# [Goal of the exercise]
In the listing below, every line with the word "brick" needs to be copied.

# [Data excerpts]
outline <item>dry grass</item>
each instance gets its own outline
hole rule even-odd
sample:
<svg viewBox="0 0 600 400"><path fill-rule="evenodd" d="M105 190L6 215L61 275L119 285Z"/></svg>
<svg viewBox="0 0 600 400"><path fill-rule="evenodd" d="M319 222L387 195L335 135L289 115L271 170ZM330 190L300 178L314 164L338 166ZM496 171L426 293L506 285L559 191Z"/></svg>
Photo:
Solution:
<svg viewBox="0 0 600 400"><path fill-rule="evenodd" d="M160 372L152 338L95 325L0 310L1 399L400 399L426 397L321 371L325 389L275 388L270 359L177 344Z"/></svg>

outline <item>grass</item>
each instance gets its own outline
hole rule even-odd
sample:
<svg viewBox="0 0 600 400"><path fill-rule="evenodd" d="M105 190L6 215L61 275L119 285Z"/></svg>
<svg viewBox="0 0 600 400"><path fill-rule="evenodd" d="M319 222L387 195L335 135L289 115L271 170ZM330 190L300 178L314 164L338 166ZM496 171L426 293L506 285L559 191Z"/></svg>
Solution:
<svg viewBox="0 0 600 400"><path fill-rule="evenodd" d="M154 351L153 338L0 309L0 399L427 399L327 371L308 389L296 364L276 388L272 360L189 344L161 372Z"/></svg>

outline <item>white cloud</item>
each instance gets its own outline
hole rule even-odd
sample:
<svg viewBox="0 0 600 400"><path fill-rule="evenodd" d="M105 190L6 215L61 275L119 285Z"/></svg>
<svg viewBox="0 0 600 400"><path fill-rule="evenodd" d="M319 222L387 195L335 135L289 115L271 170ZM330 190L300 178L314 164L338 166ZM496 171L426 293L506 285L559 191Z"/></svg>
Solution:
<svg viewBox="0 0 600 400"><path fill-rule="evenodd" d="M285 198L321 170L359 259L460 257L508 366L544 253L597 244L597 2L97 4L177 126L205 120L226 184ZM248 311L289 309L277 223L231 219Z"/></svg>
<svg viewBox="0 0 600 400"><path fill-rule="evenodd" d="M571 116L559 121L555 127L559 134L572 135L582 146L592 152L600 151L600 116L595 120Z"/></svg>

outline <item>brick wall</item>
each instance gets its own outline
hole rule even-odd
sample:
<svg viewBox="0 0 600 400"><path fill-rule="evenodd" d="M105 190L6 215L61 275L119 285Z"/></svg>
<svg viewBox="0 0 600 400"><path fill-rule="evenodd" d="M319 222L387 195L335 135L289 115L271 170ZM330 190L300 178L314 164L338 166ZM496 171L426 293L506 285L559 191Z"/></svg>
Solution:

==

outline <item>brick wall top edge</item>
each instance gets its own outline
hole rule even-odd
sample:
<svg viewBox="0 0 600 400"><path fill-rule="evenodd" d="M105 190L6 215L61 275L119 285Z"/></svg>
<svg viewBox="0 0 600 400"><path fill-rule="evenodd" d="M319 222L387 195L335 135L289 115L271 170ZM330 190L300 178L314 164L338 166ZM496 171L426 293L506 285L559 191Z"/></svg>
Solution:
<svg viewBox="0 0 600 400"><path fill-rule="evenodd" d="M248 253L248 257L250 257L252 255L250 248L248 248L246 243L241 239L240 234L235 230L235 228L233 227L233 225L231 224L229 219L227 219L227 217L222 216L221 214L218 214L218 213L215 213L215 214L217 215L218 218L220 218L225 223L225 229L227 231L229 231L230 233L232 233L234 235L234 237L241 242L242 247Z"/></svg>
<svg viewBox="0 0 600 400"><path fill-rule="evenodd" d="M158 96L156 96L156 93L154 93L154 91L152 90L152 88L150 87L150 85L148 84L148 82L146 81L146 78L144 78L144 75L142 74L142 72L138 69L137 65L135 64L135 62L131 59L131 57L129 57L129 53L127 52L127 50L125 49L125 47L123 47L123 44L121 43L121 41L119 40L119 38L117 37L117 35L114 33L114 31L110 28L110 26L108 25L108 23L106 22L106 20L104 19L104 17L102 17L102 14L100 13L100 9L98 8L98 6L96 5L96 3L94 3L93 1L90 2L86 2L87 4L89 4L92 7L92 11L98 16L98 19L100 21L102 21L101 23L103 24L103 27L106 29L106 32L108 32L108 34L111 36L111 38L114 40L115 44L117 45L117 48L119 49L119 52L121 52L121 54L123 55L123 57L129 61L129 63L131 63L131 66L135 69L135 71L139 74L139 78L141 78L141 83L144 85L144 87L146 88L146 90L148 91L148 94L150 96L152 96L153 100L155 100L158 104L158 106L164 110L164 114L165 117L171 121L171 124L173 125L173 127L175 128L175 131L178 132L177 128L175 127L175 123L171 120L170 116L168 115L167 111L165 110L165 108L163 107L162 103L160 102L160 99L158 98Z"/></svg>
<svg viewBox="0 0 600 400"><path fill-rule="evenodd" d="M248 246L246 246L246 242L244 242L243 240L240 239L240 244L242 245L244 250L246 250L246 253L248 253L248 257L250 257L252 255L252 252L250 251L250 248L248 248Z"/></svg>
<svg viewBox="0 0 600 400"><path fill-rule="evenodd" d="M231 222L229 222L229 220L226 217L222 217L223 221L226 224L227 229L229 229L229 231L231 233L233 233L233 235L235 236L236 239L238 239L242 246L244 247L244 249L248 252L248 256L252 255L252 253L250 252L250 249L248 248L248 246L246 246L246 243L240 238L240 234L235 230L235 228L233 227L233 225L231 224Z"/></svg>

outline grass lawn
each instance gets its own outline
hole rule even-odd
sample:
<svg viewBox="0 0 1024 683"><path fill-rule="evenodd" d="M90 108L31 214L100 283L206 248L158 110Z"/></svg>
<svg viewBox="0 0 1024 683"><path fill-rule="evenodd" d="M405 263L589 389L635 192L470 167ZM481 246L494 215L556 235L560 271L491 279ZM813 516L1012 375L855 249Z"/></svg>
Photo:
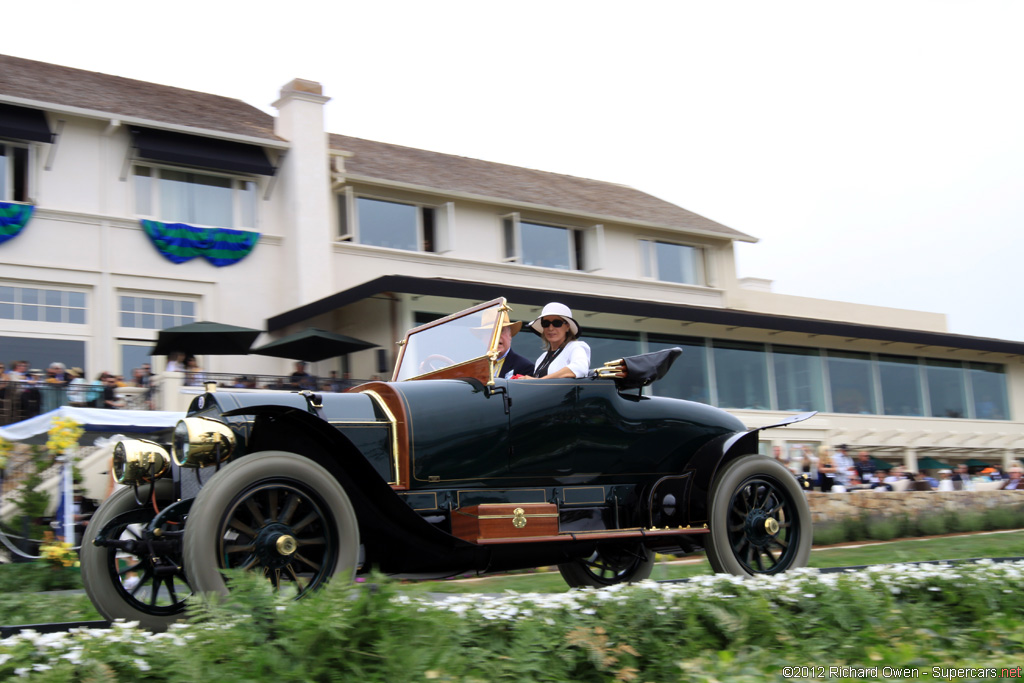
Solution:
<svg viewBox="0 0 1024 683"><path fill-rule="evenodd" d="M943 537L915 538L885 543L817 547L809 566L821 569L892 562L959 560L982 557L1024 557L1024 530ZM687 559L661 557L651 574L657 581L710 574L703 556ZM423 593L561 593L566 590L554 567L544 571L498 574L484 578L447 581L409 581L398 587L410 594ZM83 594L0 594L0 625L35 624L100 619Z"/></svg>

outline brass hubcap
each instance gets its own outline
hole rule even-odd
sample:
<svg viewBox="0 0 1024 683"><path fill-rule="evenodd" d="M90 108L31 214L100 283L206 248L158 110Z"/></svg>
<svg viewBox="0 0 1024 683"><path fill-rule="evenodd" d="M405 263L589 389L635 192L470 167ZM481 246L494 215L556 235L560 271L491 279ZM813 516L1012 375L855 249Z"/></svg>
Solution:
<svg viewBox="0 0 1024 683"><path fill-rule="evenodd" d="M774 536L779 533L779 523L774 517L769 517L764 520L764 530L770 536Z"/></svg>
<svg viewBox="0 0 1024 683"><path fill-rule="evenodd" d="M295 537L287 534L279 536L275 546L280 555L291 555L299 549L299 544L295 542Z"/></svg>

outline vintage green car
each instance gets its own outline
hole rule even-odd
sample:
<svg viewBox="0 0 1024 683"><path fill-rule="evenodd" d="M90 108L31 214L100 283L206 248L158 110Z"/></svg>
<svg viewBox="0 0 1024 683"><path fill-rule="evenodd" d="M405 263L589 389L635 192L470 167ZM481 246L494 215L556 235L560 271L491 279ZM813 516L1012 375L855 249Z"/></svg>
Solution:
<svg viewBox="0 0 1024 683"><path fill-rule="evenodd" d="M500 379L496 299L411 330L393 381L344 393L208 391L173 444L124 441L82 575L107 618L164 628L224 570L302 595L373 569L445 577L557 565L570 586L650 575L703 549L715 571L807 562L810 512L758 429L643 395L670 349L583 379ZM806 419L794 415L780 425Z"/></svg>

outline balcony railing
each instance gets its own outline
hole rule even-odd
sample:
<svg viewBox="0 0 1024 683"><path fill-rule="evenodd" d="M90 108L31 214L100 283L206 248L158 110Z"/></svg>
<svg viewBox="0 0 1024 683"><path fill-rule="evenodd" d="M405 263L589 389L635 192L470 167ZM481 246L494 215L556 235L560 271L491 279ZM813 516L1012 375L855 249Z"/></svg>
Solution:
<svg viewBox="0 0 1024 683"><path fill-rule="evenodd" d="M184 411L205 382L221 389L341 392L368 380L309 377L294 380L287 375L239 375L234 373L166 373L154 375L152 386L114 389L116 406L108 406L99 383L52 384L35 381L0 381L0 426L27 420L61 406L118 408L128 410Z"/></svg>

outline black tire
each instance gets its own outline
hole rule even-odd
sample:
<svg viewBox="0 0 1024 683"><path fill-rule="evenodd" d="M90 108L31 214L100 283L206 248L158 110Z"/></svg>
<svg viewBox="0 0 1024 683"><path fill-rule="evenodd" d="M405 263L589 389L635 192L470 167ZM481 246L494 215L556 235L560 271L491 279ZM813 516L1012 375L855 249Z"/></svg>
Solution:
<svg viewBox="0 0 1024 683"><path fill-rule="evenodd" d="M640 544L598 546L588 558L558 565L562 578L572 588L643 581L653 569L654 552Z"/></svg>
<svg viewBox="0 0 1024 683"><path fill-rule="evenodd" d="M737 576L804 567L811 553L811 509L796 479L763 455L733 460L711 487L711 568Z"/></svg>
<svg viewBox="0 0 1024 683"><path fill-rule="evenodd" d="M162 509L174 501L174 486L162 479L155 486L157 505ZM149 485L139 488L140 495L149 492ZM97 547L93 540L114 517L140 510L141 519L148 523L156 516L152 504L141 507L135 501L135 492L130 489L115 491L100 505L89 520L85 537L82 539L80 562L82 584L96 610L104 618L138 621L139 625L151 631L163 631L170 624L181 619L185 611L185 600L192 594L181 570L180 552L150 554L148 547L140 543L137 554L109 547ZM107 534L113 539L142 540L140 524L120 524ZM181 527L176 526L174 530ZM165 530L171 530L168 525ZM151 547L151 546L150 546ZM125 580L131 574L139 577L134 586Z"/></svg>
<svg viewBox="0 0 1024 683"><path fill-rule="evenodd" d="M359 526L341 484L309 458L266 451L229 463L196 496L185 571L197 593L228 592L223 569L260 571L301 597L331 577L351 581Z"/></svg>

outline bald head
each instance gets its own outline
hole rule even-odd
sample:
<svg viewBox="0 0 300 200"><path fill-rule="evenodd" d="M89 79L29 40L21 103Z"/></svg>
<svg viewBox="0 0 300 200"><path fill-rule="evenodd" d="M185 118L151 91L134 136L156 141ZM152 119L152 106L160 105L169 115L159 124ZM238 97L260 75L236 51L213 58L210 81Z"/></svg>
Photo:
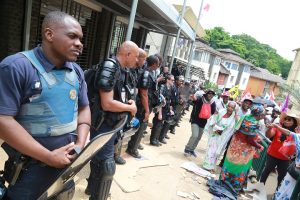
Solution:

# [Problem solution]
outline <item>brick wall</item>
outline <item>brick wall top edge</item>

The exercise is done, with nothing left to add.